→ **Request**
Print, exactly as given, each line of the data from the line containing "Identify the conical" up to and including its last line.

>> start

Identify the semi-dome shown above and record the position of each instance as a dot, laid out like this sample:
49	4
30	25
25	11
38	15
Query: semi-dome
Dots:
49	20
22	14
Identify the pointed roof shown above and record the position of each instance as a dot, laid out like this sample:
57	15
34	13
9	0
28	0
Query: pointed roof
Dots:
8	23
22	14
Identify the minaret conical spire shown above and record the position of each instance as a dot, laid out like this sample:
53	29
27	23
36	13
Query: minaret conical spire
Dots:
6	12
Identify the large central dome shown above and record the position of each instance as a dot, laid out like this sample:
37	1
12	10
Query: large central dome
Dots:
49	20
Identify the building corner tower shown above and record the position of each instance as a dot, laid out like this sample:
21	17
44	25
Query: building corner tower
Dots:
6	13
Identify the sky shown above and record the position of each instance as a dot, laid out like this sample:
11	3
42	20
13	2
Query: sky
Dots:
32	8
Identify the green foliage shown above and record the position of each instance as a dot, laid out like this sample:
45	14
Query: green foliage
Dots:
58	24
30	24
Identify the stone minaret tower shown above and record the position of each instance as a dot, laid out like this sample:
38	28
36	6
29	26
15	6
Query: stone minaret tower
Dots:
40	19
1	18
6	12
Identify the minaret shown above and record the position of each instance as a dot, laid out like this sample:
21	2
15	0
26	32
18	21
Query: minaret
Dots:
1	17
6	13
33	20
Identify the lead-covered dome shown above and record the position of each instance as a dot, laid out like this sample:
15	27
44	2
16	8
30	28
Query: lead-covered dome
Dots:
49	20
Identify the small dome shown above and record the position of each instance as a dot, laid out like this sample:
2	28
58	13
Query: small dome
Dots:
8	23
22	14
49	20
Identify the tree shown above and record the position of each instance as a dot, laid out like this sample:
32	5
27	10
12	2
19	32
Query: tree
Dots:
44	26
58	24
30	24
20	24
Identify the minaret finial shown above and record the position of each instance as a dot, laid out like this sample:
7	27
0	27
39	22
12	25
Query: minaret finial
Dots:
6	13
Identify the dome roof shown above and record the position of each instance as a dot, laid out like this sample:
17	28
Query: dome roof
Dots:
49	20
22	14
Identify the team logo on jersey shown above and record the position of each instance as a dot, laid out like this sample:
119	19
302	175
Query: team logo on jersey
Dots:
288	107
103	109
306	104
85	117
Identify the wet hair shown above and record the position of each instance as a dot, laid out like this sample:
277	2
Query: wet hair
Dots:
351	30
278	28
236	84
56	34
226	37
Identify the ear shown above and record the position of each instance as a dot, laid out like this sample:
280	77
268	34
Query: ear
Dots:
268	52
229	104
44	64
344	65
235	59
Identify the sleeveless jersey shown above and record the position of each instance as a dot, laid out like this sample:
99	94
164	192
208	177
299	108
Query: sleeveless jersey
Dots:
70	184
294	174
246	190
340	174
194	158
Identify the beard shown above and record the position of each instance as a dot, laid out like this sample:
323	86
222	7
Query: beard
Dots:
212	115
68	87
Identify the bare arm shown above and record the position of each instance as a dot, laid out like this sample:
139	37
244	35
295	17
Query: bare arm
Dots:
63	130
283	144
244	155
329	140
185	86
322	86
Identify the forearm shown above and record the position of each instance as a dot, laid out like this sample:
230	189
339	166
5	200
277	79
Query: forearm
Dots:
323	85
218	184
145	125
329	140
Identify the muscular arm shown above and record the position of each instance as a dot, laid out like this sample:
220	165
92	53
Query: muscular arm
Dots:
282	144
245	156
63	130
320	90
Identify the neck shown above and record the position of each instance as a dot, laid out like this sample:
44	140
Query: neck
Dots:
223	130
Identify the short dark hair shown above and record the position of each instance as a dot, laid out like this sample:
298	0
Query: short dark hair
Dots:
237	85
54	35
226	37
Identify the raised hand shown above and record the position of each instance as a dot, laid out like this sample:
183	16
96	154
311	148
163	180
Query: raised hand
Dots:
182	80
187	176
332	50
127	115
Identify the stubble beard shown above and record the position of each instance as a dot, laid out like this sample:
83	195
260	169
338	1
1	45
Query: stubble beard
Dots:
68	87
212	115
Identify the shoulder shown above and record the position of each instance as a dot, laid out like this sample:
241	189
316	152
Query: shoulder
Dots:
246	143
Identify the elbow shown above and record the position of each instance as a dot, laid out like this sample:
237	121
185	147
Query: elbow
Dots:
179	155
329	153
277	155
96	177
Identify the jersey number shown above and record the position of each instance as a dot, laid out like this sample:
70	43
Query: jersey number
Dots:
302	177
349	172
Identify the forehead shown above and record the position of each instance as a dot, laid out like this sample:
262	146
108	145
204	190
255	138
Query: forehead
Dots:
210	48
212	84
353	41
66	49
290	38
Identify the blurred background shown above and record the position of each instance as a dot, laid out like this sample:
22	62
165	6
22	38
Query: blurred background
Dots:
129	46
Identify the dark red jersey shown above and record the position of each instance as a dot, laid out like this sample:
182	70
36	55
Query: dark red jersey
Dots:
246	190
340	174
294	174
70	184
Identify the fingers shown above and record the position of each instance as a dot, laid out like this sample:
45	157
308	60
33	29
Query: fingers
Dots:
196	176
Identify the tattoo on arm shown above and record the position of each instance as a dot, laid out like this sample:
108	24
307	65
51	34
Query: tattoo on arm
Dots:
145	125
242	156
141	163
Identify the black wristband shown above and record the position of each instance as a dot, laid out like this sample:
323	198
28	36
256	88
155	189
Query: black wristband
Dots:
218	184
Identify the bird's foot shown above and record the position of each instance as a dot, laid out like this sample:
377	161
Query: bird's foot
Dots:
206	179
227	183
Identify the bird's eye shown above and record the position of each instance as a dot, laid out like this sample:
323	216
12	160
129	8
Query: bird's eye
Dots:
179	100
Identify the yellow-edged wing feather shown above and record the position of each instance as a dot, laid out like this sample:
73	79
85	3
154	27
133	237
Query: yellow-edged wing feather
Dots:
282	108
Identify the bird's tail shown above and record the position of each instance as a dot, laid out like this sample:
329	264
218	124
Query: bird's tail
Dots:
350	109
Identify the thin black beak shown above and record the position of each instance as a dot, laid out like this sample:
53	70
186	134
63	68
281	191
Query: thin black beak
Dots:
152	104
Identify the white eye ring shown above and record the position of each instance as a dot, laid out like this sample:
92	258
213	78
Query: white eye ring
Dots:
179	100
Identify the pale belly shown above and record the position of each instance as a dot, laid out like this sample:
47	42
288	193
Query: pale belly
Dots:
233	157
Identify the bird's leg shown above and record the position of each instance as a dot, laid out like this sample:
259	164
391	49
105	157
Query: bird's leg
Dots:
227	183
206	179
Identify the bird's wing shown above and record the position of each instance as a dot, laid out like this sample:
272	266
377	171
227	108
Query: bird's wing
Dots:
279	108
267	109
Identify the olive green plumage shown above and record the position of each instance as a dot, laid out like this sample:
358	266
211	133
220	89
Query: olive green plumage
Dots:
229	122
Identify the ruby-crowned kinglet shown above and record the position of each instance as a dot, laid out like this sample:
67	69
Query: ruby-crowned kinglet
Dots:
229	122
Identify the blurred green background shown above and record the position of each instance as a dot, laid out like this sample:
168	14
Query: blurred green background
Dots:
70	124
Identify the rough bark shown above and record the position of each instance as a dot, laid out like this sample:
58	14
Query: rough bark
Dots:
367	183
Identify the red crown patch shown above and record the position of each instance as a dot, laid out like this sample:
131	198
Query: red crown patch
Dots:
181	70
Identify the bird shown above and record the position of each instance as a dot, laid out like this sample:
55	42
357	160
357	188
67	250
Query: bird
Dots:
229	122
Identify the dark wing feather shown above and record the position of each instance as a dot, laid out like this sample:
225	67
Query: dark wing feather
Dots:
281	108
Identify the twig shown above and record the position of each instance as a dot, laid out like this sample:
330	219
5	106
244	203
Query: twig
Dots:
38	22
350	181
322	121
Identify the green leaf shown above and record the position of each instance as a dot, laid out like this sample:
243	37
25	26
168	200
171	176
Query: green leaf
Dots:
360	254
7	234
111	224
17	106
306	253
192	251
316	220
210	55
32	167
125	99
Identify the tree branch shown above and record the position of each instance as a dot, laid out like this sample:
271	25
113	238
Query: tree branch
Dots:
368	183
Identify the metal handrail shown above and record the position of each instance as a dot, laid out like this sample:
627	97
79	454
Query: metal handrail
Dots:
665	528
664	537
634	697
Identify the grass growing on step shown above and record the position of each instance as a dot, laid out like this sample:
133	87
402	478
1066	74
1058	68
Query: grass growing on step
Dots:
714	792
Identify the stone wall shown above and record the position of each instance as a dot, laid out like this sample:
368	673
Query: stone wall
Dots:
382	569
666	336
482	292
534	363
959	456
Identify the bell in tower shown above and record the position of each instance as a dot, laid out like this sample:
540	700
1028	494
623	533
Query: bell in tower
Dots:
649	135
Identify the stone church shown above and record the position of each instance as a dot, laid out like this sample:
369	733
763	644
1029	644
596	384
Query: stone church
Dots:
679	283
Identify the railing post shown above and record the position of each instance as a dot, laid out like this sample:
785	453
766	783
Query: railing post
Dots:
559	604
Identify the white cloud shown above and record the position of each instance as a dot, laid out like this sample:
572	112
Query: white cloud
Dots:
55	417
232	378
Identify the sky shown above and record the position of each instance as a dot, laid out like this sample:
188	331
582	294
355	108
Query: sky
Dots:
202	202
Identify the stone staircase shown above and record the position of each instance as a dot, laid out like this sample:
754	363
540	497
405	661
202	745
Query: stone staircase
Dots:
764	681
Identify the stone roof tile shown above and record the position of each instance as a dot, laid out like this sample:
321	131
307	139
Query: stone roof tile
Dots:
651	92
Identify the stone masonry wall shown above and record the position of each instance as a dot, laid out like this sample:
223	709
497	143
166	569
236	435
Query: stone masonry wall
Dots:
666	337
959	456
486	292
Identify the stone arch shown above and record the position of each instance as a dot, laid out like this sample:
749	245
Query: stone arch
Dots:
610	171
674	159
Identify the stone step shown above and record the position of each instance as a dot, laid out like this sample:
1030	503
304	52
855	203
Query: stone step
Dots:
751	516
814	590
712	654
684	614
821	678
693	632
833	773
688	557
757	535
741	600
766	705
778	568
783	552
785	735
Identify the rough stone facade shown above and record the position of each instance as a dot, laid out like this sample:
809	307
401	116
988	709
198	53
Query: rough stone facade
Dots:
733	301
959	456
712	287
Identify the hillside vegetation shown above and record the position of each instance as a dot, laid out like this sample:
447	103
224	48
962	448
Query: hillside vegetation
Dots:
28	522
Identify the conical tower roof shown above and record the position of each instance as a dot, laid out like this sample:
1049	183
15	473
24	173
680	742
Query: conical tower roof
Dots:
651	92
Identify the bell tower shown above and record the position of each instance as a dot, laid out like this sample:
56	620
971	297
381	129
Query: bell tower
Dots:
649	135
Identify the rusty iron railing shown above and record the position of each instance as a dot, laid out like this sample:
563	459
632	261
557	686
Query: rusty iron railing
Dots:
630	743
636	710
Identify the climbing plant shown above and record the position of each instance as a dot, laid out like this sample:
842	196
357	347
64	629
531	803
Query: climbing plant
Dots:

>> end

→ **Expected answer**
Identify the conical tower roof shown above and record the position of each instance as a dot, laid out like this sample:
1049	183
15	473
24	173
680	742
Query: conical tower roof
Dots:
651	92
Identify the bell tower shown above and record the position of each instance as a dot, laid out like this sample:
56	620
971	297
381	129
Query: bell tower
Dots:
649	135
Identify the rusty iron railing shown above and record the position of each instance as a dot, laid out like this sample:
563	459
632	261
557	686
Query: rusty iron railing
Dots:
630	743
636	710
Identify the climbing plant shown above and record the position of each instance as a dot, laid out like this sample:
842	196
357	347
64	629
531	803
Query: climbing plant
Dots:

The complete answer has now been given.